* [WHAT TO DO]:
Your answer should be a single number: the count of lines in the entries below that contain "clicks".

* [EXTRACTED DATA]:
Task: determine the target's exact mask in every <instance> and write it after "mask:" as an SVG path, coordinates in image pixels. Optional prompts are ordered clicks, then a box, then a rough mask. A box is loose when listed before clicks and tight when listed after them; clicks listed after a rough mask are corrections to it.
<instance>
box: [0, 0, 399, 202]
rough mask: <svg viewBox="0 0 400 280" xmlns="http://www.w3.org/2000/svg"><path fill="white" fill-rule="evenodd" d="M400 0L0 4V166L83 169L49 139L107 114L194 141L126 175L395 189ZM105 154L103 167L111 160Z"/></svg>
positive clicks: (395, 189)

* [PROBLEM SOLUTION]:
2